### Problem to solve
Format the listing below, from its first line up to and including the line containing "point(94, 198)", as a JSON list of strings with one string per line and blank lines omitted. Include no lines after that one.

### Data rows

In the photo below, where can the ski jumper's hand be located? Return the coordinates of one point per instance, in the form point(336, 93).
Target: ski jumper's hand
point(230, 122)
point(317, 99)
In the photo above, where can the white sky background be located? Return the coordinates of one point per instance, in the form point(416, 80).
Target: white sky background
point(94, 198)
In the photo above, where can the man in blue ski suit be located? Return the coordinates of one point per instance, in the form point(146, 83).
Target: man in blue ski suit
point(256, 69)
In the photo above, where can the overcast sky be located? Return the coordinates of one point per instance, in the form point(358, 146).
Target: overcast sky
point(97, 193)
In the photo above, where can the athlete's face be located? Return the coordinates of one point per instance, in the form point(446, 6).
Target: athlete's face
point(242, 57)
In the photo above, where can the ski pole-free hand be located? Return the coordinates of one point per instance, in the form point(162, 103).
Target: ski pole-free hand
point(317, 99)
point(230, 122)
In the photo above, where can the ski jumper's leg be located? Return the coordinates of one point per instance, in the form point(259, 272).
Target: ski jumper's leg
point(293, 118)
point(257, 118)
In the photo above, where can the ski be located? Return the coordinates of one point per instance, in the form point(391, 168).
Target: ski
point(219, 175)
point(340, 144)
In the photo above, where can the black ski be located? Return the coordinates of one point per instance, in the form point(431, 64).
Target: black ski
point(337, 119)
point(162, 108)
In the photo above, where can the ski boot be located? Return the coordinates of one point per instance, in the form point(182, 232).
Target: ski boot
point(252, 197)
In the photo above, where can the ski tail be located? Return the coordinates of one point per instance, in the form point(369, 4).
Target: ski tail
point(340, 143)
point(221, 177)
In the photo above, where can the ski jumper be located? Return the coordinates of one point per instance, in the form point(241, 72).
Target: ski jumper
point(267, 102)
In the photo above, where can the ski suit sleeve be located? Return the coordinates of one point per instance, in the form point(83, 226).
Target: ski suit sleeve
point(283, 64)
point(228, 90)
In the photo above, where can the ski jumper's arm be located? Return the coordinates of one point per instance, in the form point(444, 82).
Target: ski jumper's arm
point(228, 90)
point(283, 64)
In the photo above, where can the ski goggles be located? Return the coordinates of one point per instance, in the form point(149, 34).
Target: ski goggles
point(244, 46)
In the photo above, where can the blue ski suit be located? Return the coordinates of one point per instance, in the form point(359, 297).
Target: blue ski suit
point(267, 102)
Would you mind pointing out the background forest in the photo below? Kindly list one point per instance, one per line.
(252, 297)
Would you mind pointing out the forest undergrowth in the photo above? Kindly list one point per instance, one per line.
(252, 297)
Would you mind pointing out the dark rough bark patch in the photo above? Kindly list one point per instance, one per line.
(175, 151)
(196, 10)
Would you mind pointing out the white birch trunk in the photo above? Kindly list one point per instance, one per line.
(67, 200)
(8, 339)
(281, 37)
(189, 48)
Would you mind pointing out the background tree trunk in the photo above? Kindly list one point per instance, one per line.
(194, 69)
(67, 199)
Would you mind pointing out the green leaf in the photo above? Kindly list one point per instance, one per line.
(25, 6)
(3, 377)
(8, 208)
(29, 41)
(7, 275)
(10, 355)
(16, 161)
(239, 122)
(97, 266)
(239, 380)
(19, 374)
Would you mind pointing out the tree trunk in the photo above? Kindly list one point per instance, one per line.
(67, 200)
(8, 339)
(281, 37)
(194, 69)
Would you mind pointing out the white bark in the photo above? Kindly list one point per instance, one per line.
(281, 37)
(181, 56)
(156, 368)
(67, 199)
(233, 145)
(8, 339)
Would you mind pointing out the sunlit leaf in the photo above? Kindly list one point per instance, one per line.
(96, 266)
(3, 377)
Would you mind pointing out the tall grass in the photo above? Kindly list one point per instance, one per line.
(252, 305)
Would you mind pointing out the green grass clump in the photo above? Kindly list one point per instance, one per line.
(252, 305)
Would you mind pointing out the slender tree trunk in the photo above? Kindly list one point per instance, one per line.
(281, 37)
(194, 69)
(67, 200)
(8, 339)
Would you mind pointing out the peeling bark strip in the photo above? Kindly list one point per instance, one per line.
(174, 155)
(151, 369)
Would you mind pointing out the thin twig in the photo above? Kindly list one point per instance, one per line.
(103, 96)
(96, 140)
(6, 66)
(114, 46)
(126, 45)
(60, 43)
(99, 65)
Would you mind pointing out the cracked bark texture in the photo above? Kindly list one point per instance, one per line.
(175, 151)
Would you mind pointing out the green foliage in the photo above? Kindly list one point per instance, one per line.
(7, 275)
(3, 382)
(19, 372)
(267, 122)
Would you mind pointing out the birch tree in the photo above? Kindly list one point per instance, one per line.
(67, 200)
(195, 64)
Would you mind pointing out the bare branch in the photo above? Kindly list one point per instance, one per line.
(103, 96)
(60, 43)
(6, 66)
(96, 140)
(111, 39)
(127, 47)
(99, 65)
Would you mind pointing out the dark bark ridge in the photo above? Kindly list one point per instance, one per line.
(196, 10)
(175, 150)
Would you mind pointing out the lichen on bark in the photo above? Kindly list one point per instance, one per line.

### Solution to this task
[
  "In the photo below, where can the ski jumper's hand be located? Return the coordinates of one point per instance, in the form point(336, 93).",
  "Target: ski jumper's hand",
  "point(230, 122)",
  "point(317, 99)",
  "In the photo above, where can the white sky background be located? Return the coordinates of one point per instance, in the form point(416, 80).",
  "Target: white sky background",
  "point(94, 198)"
]